# [TWOJE ZADANIE]
Zamień „pixel coordinates” na „image coordinates” we fragmencie materiału, który zaczyna się od wiersza z „[point] at the faucet” i biegnie aż do końca materiału, pozostawiając całą resztę bez zmian. Podaj wyłącznie ten fragment.

# [WYODRĘBNIONE DANE]

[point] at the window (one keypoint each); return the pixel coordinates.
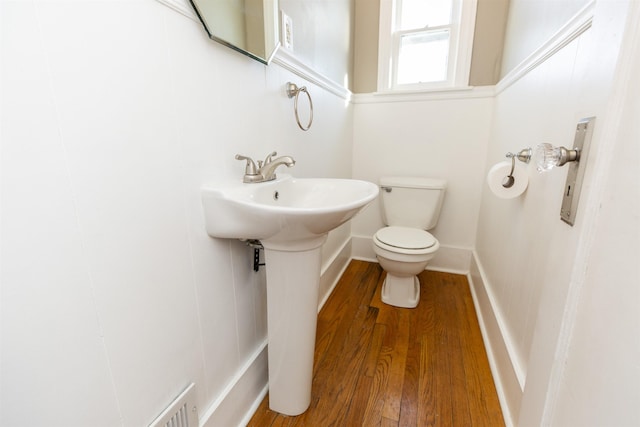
(425, 44)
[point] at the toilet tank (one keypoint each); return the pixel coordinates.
(412, 201)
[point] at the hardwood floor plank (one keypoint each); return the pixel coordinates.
(378, 365)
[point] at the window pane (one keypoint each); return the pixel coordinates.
(421, 13)
(423, 57)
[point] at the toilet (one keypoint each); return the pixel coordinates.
(410, 206)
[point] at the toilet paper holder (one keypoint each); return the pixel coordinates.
(523, 155)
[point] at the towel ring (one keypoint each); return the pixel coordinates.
(293, 91)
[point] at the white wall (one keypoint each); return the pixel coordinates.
(113, 296)
(600, 382)
(532, 23)
(443, 136)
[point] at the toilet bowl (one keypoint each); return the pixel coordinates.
(403, 252)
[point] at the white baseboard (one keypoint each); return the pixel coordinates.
(242, 396)
(450, 259)
(332, 271)
(507, 375)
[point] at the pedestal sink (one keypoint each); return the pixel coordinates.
(291, 217)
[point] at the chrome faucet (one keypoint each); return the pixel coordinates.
(264, 170)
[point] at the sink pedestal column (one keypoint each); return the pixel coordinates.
(293, 279)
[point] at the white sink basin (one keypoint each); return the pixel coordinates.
(284, 211)
(291, 217)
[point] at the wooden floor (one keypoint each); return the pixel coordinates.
(378, 365)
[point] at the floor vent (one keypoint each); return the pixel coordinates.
(182, 412)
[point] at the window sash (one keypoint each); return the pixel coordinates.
(461, 41)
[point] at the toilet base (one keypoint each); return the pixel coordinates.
(401, 291)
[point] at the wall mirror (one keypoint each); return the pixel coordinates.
(248, 26)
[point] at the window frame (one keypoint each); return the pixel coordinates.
(460, 49)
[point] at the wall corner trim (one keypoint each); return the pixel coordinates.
(181, 6)
(577, 25)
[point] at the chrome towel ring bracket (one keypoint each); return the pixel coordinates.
(293, 91)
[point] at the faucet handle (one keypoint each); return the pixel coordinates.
(269, 156)
(250, 168)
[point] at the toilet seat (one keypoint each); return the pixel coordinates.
(405, 240)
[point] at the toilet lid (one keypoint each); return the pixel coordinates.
(405, 237)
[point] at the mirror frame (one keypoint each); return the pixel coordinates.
(276, 32)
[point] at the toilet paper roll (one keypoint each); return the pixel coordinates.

# [PEŁNA ODPOWIEDŹ]
[point] at the faucet handle (one keypoint each); return the image coordinates.
(269, 156)
(250, 168)
[point] at the toilet seat (one keypoint each); return the image coordinates.
(405, 240)
[point] at the toilet lid (one keypoint each); return the image coordinates.
(405, 237)
[point] at the mirror frame (one keypoint each); return the image coordinates.
(276, 32)
[point] at the toilet paper roll (one keypoint each); return the image coordinates.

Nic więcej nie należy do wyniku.